----- SOURCE DATA -----

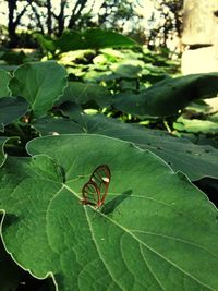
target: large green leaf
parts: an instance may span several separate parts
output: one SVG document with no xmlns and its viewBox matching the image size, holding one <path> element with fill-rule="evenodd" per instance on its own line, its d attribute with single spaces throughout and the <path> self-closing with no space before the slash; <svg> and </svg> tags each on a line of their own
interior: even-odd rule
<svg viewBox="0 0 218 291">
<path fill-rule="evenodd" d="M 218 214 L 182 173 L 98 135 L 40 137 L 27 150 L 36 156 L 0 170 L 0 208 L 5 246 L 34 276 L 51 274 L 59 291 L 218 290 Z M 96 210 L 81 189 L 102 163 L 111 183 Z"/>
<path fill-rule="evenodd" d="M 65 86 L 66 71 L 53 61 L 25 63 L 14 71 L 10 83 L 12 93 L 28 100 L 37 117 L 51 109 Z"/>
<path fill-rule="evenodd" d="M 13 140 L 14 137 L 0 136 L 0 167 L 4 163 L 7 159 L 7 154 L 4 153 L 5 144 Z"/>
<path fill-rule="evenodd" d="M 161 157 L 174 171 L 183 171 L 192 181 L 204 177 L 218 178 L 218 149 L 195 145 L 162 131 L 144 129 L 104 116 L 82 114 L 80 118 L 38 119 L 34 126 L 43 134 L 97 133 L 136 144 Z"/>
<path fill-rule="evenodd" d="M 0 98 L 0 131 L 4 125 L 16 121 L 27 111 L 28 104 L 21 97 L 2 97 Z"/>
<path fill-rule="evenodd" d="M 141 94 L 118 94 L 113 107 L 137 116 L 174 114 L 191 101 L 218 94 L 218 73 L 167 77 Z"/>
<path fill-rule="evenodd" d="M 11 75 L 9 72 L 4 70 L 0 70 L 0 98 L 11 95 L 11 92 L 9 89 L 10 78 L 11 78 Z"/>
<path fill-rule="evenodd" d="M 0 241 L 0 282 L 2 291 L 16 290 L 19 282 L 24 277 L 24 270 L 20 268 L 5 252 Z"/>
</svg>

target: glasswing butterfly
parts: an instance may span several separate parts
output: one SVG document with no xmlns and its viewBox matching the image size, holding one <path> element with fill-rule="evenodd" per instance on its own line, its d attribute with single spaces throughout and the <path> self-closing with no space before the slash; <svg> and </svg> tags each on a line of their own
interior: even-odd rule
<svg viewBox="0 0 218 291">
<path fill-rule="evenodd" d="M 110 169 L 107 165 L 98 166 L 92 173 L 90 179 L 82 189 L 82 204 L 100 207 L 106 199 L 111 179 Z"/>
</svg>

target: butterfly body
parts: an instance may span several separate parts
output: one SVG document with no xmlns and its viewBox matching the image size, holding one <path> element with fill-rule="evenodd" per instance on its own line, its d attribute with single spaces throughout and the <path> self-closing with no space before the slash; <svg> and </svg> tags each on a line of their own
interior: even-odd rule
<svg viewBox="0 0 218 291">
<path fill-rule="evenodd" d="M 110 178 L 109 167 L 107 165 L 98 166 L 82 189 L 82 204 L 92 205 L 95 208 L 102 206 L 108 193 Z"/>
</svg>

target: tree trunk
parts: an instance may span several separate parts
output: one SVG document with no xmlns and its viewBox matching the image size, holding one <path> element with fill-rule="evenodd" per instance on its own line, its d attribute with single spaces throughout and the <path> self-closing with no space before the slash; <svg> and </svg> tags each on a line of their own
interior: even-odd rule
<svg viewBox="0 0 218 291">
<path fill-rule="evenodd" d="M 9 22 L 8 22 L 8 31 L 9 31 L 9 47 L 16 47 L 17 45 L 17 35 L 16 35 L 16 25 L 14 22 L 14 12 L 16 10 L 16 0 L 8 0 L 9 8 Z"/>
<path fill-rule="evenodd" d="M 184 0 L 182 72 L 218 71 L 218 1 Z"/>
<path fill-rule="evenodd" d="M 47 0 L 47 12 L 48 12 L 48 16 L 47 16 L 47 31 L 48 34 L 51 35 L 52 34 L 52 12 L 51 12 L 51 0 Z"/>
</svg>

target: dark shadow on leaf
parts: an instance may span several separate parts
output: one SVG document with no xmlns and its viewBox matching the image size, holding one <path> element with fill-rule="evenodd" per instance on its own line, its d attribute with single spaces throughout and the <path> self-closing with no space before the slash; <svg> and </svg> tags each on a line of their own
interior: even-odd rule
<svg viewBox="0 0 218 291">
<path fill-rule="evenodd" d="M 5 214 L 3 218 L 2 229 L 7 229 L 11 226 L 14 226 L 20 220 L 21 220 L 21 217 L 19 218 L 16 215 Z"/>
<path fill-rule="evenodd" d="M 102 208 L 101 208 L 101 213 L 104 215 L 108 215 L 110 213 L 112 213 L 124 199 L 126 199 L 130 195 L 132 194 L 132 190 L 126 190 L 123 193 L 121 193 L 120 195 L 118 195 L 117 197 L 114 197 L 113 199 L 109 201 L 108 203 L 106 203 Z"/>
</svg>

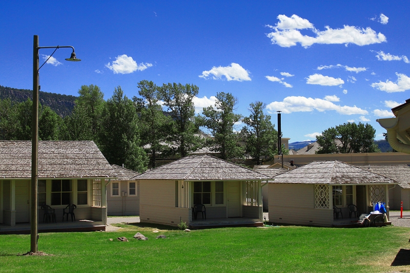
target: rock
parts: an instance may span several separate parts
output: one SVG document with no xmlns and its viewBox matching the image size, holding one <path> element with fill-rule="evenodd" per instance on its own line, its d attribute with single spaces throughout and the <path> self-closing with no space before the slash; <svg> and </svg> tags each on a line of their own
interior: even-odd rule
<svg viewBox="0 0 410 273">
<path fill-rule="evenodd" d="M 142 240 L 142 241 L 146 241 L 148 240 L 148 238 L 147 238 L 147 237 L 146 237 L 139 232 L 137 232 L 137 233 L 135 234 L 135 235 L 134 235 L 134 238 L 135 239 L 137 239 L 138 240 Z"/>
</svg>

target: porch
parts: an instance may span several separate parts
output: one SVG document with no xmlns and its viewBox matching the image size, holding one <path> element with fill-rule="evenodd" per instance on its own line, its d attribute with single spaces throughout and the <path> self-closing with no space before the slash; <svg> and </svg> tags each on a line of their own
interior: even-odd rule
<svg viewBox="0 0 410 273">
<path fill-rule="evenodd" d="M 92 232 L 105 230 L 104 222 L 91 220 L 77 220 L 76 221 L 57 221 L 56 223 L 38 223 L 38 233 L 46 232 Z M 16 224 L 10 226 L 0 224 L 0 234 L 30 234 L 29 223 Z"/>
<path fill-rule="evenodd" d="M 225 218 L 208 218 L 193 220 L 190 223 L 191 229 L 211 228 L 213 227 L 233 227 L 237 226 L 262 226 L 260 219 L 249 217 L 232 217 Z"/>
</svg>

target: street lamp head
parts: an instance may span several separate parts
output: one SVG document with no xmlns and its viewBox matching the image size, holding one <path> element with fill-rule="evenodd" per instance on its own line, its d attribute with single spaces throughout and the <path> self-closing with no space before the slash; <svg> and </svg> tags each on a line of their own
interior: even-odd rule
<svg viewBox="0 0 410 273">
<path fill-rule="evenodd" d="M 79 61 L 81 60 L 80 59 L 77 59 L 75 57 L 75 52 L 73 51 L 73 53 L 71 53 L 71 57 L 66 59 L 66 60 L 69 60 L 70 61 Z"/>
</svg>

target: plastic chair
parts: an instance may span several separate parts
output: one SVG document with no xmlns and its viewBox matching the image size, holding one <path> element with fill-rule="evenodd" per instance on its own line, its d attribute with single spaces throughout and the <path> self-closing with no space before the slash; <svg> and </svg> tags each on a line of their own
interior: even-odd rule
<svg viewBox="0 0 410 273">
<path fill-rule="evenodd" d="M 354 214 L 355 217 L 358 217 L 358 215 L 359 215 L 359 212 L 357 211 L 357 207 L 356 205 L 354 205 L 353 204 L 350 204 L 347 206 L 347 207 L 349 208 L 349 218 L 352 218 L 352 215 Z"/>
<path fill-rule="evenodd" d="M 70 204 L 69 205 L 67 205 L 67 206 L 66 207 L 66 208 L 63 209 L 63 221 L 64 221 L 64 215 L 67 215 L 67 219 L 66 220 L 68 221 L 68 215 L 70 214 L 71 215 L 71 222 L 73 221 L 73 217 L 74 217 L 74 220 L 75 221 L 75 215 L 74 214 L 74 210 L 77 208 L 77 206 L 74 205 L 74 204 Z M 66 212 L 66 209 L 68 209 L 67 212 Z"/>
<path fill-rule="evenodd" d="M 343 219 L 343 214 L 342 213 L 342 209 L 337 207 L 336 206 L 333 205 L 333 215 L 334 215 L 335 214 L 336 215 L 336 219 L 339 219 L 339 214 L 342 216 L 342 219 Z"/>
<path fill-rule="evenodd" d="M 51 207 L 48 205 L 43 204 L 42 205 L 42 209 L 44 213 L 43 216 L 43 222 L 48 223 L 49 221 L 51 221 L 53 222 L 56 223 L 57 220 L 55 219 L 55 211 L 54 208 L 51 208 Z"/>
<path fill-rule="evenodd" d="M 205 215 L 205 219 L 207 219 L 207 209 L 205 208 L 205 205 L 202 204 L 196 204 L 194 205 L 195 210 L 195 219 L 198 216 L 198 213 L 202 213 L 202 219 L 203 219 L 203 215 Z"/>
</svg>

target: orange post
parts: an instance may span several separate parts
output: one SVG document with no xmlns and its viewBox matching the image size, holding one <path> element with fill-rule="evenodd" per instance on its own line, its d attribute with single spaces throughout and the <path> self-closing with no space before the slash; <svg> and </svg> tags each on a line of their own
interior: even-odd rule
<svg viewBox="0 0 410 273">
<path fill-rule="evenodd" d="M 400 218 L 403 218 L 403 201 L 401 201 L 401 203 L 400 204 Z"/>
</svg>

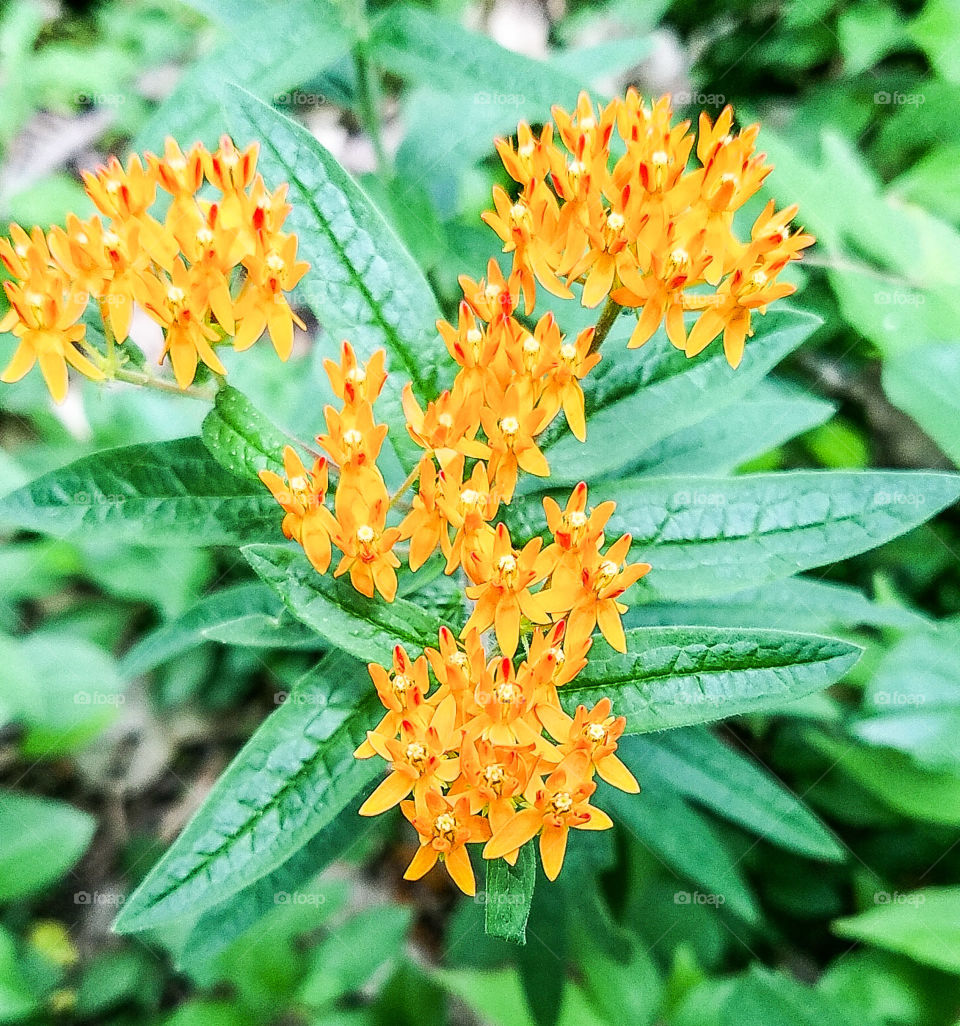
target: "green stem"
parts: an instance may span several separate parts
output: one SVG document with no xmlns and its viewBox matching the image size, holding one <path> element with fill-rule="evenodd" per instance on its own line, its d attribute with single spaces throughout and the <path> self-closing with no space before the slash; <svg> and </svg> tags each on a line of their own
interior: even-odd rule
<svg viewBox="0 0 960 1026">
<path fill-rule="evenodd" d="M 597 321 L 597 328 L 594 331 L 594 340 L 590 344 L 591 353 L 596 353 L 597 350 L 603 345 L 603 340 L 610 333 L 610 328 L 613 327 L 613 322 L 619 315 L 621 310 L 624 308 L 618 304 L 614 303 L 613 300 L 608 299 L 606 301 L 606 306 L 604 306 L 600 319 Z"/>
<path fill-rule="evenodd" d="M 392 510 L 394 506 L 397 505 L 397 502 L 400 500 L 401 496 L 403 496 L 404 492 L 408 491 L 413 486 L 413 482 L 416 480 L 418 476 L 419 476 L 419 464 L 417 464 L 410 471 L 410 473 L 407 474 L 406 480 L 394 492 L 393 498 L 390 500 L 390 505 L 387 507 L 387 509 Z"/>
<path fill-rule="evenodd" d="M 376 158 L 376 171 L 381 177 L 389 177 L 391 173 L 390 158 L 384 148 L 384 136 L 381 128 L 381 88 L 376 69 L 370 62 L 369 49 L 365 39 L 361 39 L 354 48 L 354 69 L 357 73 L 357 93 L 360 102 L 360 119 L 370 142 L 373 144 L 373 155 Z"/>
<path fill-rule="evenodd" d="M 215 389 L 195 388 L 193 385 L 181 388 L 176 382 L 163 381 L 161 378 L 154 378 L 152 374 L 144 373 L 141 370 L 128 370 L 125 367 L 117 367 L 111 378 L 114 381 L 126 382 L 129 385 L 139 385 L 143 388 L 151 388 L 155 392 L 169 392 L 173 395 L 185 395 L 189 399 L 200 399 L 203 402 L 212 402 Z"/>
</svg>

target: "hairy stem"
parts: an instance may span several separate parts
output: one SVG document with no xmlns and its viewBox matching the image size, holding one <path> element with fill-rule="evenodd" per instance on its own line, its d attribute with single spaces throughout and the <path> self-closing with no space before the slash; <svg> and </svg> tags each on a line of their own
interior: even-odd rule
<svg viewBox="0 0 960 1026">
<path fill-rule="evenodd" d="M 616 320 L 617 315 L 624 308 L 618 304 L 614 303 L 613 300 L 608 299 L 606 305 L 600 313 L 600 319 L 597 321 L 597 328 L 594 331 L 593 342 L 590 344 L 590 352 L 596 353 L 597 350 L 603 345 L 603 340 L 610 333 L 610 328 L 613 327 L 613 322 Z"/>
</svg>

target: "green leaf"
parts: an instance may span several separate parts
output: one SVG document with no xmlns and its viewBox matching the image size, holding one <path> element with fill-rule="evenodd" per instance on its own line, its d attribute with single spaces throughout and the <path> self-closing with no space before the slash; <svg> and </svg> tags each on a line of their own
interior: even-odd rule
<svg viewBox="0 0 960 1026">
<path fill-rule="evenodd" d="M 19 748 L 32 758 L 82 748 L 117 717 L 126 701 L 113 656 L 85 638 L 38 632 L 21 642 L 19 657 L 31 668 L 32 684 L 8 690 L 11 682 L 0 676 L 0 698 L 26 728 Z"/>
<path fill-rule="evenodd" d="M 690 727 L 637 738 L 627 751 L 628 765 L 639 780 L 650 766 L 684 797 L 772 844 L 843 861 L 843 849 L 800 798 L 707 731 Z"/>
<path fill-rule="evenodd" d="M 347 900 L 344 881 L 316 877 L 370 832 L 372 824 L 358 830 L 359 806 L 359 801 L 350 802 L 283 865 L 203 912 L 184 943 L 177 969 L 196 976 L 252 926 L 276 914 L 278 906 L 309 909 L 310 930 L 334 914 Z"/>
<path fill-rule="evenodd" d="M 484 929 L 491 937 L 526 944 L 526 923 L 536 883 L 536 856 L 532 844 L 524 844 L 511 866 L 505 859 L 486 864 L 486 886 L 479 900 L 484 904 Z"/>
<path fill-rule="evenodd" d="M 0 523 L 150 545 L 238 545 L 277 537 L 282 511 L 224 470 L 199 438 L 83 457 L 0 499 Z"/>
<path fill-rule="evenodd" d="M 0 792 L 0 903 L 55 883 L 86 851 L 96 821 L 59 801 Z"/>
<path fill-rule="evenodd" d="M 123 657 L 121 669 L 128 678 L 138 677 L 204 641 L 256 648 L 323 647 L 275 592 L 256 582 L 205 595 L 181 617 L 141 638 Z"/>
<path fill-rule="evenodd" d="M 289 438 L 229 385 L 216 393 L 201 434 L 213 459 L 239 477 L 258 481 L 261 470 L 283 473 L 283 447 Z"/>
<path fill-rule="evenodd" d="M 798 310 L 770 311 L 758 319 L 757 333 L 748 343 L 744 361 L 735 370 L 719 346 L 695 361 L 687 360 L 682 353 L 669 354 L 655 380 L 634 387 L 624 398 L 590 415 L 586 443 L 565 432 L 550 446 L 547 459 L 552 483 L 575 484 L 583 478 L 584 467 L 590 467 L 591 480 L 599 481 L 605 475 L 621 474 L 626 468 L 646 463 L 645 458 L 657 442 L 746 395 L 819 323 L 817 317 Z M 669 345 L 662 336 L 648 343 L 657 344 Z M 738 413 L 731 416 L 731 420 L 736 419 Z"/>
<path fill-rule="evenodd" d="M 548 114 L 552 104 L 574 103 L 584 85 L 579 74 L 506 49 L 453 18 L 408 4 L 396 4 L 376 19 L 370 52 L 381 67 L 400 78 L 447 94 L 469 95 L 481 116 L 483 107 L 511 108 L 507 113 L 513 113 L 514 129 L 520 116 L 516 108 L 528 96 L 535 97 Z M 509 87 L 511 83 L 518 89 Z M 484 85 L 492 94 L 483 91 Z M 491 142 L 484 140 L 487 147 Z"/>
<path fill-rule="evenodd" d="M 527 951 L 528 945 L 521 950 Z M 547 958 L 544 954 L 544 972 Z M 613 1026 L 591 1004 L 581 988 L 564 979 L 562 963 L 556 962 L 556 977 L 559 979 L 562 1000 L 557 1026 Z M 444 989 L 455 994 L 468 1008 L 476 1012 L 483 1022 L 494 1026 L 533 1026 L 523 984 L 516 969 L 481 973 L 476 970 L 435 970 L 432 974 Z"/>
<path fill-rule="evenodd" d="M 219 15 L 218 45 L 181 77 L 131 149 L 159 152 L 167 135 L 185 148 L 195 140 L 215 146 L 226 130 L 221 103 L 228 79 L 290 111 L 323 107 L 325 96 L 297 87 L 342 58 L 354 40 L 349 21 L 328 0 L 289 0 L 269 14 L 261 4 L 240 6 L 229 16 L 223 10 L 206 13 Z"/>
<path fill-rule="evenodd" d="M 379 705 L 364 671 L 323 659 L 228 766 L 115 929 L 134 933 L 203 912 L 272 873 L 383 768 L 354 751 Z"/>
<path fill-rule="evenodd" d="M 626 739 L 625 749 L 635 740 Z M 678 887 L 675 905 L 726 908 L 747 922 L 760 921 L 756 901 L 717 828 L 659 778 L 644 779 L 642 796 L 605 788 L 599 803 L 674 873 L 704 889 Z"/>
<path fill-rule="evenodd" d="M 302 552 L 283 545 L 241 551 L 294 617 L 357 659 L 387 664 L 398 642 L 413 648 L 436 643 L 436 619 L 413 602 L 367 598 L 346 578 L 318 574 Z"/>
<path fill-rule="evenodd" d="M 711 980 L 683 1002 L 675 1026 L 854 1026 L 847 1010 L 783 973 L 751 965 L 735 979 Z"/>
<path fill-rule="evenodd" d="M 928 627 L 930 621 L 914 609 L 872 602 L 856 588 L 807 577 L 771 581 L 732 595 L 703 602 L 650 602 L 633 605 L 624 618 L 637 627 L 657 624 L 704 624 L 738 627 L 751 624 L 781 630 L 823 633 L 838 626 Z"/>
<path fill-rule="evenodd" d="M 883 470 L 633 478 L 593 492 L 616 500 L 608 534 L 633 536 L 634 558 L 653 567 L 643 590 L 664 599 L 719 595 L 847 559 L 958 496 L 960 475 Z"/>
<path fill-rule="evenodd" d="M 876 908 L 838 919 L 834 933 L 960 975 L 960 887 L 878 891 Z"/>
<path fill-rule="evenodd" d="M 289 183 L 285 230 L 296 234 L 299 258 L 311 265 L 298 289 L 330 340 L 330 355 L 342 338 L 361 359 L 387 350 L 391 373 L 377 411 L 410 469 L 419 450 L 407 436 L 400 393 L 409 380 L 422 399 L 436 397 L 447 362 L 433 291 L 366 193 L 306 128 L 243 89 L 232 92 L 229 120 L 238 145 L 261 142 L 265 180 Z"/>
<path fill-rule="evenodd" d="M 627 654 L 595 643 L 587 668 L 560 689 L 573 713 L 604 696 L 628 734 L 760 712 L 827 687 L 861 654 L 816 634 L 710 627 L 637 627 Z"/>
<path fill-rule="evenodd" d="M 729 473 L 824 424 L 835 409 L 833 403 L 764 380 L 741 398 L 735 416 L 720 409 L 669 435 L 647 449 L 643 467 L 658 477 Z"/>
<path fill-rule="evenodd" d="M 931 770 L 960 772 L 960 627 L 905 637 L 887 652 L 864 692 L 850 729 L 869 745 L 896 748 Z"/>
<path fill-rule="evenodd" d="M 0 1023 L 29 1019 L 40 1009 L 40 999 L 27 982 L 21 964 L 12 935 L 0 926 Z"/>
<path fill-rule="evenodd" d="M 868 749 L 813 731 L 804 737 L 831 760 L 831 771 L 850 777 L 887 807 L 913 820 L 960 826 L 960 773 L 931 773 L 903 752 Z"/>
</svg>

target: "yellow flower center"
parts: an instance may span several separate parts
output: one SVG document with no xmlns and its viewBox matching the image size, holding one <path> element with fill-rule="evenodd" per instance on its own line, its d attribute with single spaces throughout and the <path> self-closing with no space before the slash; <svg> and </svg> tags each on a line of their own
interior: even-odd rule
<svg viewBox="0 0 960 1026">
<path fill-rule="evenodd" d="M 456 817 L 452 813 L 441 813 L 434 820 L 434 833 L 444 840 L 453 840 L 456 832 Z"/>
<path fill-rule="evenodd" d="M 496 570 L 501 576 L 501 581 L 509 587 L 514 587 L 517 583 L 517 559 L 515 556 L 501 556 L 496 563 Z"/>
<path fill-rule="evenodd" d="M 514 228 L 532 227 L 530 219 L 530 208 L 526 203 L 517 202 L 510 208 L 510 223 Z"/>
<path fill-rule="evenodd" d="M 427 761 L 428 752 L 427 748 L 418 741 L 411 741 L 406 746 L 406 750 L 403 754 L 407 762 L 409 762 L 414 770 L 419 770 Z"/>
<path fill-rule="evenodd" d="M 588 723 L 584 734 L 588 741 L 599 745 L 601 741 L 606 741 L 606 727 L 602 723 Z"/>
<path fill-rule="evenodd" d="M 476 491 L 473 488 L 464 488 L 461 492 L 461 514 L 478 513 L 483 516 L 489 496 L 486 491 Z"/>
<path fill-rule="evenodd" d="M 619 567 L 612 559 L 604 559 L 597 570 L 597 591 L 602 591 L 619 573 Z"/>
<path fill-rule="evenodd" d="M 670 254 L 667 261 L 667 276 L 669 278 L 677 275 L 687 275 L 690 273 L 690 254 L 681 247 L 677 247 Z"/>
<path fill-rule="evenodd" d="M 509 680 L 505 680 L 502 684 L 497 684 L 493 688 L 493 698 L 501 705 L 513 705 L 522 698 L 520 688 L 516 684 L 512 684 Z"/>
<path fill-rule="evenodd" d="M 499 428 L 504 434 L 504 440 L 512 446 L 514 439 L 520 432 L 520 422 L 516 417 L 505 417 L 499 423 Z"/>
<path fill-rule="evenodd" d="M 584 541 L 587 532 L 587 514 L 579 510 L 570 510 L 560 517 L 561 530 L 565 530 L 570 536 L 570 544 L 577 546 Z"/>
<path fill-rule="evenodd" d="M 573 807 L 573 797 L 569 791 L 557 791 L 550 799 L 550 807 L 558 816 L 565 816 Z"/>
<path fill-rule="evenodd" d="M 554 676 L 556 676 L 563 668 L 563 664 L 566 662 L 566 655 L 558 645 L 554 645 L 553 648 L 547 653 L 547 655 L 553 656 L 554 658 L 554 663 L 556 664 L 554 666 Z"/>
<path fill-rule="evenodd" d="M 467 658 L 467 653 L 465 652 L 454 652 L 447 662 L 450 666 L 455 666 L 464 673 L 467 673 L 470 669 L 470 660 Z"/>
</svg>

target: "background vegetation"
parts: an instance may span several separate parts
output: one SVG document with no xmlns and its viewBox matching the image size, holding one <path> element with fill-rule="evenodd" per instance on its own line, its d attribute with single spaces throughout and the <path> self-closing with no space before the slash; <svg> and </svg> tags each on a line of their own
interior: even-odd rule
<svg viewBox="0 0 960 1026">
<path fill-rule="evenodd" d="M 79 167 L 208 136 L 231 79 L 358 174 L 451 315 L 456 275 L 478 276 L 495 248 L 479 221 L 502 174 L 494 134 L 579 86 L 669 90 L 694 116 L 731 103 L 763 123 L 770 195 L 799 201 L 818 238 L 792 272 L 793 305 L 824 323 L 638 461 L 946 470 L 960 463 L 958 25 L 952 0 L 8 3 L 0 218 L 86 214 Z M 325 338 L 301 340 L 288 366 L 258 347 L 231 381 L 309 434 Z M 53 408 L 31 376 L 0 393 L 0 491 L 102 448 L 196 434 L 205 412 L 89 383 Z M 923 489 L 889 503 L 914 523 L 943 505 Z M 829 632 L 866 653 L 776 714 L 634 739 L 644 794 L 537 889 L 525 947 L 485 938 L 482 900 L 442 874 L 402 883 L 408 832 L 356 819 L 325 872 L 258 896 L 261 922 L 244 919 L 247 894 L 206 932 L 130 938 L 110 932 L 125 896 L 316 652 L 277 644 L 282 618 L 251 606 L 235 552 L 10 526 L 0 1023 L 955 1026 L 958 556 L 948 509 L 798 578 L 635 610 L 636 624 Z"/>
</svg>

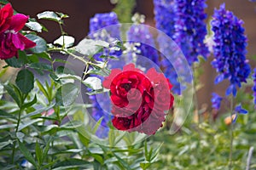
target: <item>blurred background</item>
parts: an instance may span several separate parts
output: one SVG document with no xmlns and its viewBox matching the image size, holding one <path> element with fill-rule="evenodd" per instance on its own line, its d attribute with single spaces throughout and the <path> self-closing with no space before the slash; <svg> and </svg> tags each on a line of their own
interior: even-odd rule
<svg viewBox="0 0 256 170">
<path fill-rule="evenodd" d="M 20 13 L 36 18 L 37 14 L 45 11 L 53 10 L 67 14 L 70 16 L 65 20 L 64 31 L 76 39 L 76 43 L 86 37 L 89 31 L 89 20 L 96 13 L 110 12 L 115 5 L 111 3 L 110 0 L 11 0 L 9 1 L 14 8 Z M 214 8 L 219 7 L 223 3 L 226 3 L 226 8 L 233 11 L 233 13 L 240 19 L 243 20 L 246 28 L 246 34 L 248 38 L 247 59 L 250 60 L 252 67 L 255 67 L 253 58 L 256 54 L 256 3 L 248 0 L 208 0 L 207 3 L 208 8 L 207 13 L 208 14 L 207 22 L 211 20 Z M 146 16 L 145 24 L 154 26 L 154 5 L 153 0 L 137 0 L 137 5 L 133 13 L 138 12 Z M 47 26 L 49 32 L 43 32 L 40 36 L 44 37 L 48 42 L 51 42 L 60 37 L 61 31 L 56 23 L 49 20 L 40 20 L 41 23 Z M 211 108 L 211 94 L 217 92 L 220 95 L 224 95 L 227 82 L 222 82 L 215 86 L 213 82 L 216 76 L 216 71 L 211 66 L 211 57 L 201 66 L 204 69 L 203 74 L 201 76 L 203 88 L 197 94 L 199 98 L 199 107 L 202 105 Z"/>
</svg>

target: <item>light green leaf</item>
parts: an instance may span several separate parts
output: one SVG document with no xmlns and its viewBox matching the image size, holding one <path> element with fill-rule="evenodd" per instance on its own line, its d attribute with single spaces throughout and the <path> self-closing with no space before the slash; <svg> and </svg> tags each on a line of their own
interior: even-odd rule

-----

WORK TO BE COMPLETED: Give every line of the material from its start through the line containing "141 94 L 118" as a numbered list, skipping blank lines. Leave the pictures out of your answer.

THE COMPLETED TASK:
1. target: large green leaf
2. parts: an instance may span several separate parts
3. output: one SVG document with no xmlns and its viewBox matching the image size, holding one <path> element with fill-rule="evenodd" per instance on its own line, its d attribute with single spaces throughout and the <path> self-closing with no space before the slash; <svg> and </svg> tags each on a line of their own
4. interior: even-odd rule
5. <svg viewBox="0 0 218 291">
6. <path fill-rule="evenodd" d="M 218 214 L 182 173 L 98 135 L 40 137 L 27 150 L 36 156 L 0 170 L 0 208 L 5 246 L 34 276 L 51 274 L 59 291 L 218 290 Z M 96 210 L 81 189 L 102 163 L 111 183 Z"/>
7. <path fill-rule="evenodd" d="M 65 86 L 66 71 L 53 61 L 25 63 L 14 71 L 10 83 L 12 93 L 28 100 L 37 117 L 51 109 Z"/>
8. <path fill-rule="evenodd" d="M 13 140 L 14 137 L 0 136 L 0 167 L 4 163 L 7 159 L 7 154 L 4 153 L 5 144 Z"/>
9. <path fill-rule="evenodd" d="M 161 157 L 174 171 L 183 171 L 192 181 L 204 177 L 218 178 L 218 149 L 195 145 L 162 131 L 144 129 L 104 116 L 82 114 L 80 118 L 38 119 L 34 126 L 43 134 L 97 133 L 136 144 Z"/>
10. <path fill-rule="evenodd" d="M 0 98 L 0 131 L 4 125 L 16 121 L 27 111 L 28 104 L 21 97 L 2 97 Z"/>
11. <path fill-rule="evenodd" d="M 141 94 L 118 94 L 113 107 L 137 116 L 174 114 L 191 101 L 218 94 L 218 73 L 167 77 Z"/>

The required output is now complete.